* start Document *

And I have this particular picture in mind that you sit next to each other,

Maybe with some distance in between,

And each of you is just scrolling through the phone,

Tablet,

Watching telly,

And there is no communication.

And that happens every day or most of the days.

What doesn't happen is that you engage with each other because intimacy could also be that you do that,

But you then share with each other.

Oh,

Look at this.

What do you think about this?

Or you share your thoughts,

Your ideas about what you see and engage in that way.

But if you don't do that,

If it's just like being together and yet alone.

That's when the routine might have taken over.

Another example is physical intimacy feels like an obligation rather than an exciting connection.

And let's say here we talk about sexual intimacy that I see that with many couples that they say the sexual intimacy,

It's not exciting anymore.

And the wife knows if the husband comes and gives her a kiss on the neck or he wants sex or now this is what you want.

And then all the excitement or non excitement,

It's gone.

Everything is gone.

There is this thought process of when he wants intimacy,

Sexual intimacy.

This is what he does.

And this is always the same.

And that's not stimulating.

And what I've noticed over the years is what often lacks when you're in a long term relationship is the foreplay.

And I'm not talking about the foreplay in bed when you're on it.

I want to be careful what I say here.

Don't want inside timer to cut me off.

So that's why I'm trying to use words that are correct.

So in bed doing the physical active foreplay,

What I'm talking about is the foreplay that you have in between.

And that could be like giving compliments that you get the feeling that you are wanted and not just with now I get the kiss.

Now he wants sex.

That's what the routine is.

But you probably want to feel wanted throughout.

And what have I written down here?

Your body has changed.

And I'm a bit confused here because you don't like the things you like 10 years ago.

Yes.

When you got together,

Everything was exciting.

You still were in this in love phase and you had that sexual intimacy and it was exciting and new and you overlooked many things.

* end Document *
* start Collected data *

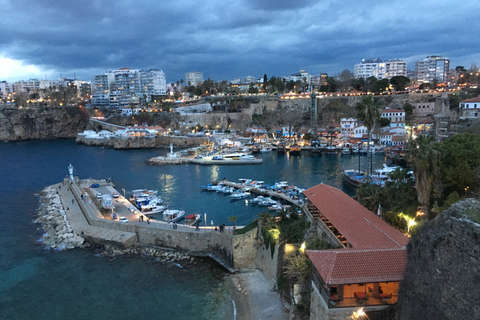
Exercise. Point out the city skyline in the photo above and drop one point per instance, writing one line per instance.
(226, 41)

* end Collected data *

» Task list
• 1. Can you restate the paragraph of the talk on intimacy in long-term relationships that begins "You still were in this in love phase" as a short list?
• 2. Could you carry on the talk on intimacy in long-term relationships from its last sentence?

» Expected responses
• 1.
- You were still in the in-love phase.
- You had sexual intimacy.
- It felt exciting and new.
- You overlooked many things.

• 2.
But with time when you don't get satisfied with your sexual needs,

The thing is,

Why would you do something that you don't enjoy?

So many of my clients,

At least they tell me that they don't enjoy sexual intimacy because it's always the same.

They don't get their share and there is no foreplay.

There is no feeling wanted,

Feeling sexy,

Feeling like,

Yeah,

I'm the woman and my man desires me or however the constellation is.

And that's why they don't want to do it anymore.

So that could be a sign.

Another example is that the date nights are rare and when they happen,

They feel predictable and unexciting.

So that means that you might not even have date nights.

And when you do have date nights,

You talk about your job,

You talk about the children,

If you have any,

Or you talk about things that bother you,

But it's nothing where you talk about yourself and what's going on with you and definitely not about what's going on between the two of you as a couple.

Yes.

So the date nights and they are important for the emotional intimacy because with that you build the trust,

You build the connection.

And often what happens is that the emotional intimacy fades away and then comes the physical intimacy and then comes the sexual intimacy.

So it's like the other way around.

So it's these three or the two physical and emotional intimacy,

They are strongly connected.

Bear that in mind.

And if you don't change,

If you just keep telling yourself,

This is normal in my relationship,

That we are together now for this many years and this is okay.

And also use the justification or excuse like,

Oh,

Life has taken over.

There is no time.

I'm too exhausted.

If you continue doing that,

It will break your relationship in one way or another.

It doesn't mean that your partner or you are cheating.

It could just simply mean that you live next to each other,

But not together.

And that makes you very unhappy.

And that can lead to resentment so that you start with resenting your partner.

And then we have this typical example of they are chewing too loud.

They are breathing and everything annoys you about them.

Or they are annoyed about everything you do or say.

It could also mean that the boredom replaces the excitement.

And when you're very bored,

I don't know how about you,

But when I'm very bored,

I look around and I want to remove myself from the situation.

So think about that.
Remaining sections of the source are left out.